> Exercise instructions
Add 94 to every vertex coordinate in the answers, then write out again, requests included, only the entry lines from the one holding "target: green leafy plant" through the end of the entries, both ends inclusive.

## START Input rows

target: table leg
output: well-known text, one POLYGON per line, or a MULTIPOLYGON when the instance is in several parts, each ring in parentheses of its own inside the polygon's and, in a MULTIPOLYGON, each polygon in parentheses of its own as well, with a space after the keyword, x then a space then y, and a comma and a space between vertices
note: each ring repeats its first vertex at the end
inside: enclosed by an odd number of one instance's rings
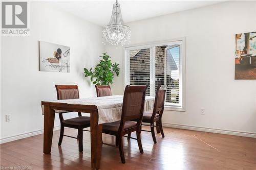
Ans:
POLYGON ((45 106, 44 118, 44 153, 51 153, 52 148, 52 134, 55 116, 54 110, 50 106, 45 106))
POLYGON ((91 155, 92 168, 99 169, 100 168, 100 157, 102 143, 101 136, 102 125, 98 125, 98 112, 91 113, 91 155))

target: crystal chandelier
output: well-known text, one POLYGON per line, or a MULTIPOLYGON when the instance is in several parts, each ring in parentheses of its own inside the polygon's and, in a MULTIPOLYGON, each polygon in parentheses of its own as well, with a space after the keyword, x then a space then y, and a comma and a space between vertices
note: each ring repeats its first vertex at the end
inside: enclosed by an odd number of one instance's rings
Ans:
POLYGON ((106 41, 111 45, 124 45, 129 44, 131 39, 131 29, 123 25, 120 4, 116 1, 113 5, 112 15, 108 26, 103 30, 103 43, 106 41))

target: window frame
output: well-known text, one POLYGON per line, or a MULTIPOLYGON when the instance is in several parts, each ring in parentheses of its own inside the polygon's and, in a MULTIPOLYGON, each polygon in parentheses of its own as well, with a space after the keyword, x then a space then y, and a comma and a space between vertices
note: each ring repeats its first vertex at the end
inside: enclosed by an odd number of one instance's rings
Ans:
MULTIPOLYGON (((177 38, 161 42, 153 42, 147 43, 134 44, 124 46, 124 87, 130 84, 130 51, 141 48, 150 49, 150 85, 155 86, 156 76, 156 55, 155 47, 162 45, 180 45, 180 89, 181 89, 181 106, 175 106, 165 105, 164 110, 178 111, 185 111, 185 89, 186 89, 186 55, 185 55, 185 38, 177 38), (181 71, 181 72, 180 72, 181 71), (180 81, 181 80, 181 81, 180 81)), ((166 63, 165 63, 166 64, 166 63)), ((155 96, 155 88, 150 89, 150 95, 155 96)))

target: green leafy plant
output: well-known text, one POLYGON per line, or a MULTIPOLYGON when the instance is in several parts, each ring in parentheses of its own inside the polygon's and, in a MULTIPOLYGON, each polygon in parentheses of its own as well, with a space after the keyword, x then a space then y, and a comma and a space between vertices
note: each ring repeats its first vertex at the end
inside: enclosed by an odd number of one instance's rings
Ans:
POLYGON ((116 63, 112 64, 111 57, 106 53, 102 54, 103 56, 100 56, 102 59, 99 61, 99 63, 94 68, 94 71, 92 70, 92 68, 89 70, 83 68, 84 76, 90 77, 91 81, 96 85, 109 85, 113 83, 115 74, 117 76, 119 75, 119 64, 116 63))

## END Input rows

> The output
target: green leafy plant
output: well-known text, one POLYGON per line, or a MULTIPOLYGON when the instance is in several parts, each ring in parentheses of its own inside the polygon's and, in a MULTIPOLYGON, each polygon in parentheses of its own as well, with a space after the keyword, x then a space then y, and a comma and a space between vertices
note: each ring repeats its first vertex at the end
inside: enclosed by an odd number of one instance's rings
Ans:
POLYGON ((210 157, 206 158, 205 151, 200 147, 196 148, 197 150, 194 150, 196 153, 193 155, 193 157, 188 162, 188 165, 186 164, 186 162, 183 164, 177 162, 178 170, 184 171, 185 175, 190 179, 203 179, 207 177, 209 168, 211 170, 213 169, 213 158, 210 157))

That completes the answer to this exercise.